Search the records for "hillside". Copy every line where it appears.

[Records contained in a dataset]
○ ○ ○

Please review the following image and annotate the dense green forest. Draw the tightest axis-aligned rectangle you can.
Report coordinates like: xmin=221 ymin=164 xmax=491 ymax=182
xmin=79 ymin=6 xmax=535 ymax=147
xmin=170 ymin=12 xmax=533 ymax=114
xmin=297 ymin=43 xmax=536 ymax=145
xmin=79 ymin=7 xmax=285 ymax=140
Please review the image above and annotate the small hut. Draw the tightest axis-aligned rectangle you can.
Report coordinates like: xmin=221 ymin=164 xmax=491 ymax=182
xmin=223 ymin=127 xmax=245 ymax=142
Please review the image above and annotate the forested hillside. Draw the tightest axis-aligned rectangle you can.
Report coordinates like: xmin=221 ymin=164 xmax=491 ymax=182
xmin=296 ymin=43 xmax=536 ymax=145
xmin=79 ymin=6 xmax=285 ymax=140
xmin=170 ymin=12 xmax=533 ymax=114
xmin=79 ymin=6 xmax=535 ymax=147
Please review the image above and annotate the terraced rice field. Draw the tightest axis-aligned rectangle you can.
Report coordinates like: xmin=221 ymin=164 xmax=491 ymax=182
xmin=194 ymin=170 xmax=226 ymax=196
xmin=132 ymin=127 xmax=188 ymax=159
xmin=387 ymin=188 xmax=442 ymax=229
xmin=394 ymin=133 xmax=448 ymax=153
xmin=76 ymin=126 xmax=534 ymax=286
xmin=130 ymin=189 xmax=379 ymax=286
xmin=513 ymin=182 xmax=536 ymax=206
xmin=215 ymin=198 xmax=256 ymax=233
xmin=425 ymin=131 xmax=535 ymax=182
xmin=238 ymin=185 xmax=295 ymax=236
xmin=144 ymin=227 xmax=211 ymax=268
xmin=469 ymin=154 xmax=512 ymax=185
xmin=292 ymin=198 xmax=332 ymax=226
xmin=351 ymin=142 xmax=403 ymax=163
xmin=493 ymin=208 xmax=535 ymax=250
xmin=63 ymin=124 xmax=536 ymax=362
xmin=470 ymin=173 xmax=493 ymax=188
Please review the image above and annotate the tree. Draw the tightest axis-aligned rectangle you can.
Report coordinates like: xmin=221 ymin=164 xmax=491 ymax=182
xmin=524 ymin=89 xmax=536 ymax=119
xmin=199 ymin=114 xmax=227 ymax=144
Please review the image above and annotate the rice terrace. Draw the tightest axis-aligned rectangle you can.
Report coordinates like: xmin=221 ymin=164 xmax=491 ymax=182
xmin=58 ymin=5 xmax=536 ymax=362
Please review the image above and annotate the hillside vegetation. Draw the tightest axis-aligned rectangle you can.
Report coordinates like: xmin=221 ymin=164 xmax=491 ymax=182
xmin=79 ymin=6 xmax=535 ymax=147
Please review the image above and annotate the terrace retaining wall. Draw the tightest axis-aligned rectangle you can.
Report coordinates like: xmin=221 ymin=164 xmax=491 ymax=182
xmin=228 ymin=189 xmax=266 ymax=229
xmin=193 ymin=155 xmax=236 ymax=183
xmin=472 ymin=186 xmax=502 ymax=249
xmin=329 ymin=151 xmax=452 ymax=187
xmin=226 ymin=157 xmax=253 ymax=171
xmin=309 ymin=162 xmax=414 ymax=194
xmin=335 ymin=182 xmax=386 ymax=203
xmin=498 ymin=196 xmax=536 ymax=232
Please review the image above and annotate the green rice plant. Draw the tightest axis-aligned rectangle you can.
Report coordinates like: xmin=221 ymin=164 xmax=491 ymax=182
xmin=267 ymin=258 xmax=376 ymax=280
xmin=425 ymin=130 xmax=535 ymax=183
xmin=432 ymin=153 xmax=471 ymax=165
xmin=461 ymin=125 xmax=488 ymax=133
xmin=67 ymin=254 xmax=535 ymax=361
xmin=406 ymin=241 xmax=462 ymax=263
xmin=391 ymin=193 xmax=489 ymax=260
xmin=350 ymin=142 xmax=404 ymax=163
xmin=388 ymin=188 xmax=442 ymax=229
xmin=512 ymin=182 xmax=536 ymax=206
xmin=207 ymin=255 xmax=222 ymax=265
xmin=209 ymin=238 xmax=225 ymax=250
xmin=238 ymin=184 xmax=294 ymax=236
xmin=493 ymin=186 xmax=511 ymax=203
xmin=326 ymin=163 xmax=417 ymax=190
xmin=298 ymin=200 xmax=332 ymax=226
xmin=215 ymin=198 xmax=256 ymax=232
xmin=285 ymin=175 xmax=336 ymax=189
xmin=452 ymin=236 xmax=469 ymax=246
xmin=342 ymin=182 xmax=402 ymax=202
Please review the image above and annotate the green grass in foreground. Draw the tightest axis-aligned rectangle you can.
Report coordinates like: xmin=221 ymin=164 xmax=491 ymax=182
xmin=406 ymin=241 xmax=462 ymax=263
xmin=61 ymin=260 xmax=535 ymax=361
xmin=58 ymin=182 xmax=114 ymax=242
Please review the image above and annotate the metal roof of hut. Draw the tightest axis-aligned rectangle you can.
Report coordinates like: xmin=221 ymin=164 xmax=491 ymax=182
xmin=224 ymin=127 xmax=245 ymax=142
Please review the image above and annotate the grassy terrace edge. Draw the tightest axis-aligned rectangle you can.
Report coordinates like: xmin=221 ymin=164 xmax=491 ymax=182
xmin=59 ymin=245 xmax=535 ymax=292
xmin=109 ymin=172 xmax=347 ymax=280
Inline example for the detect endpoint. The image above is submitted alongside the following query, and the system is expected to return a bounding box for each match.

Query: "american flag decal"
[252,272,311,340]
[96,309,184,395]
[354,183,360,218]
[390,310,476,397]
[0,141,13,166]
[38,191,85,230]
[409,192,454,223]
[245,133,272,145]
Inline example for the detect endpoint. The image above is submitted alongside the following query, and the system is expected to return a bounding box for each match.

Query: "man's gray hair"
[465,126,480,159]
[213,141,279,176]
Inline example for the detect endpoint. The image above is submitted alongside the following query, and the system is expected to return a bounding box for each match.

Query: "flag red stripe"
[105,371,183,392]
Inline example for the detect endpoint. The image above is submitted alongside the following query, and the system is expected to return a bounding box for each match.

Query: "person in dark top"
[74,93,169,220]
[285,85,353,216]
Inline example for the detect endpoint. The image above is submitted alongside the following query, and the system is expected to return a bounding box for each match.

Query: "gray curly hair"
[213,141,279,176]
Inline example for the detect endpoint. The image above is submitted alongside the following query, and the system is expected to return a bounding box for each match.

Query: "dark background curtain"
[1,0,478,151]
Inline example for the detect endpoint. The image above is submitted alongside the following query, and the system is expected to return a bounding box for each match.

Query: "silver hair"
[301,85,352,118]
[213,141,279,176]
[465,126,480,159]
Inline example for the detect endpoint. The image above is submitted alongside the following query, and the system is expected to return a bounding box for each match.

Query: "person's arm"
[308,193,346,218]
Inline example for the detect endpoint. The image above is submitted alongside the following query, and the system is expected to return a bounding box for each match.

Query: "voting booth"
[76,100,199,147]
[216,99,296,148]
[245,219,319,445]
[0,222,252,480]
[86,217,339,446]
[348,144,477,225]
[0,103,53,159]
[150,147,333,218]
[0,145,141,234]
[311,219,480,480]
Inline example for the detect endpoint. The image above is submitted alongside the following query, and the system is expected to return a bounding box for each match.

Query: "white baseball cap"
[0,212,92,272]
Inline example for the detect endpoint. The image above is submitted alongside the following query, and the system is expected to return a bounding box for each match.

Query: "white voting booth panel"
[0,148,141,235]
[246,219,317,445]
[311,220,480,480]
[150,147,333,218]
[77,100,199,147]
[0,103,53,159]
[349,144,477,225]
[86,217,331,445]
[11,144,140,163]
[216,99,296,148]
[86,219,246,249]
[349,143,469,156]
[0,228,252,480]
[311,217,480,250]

○ ○ ○

### Your response
Please review the image above and annotate the forested hillside. Draw the tightest axis-aligned rectangle you can.
Please review the image above and annotate the hillside vegetation. Draw the tightest axis-aligned rectangle you can.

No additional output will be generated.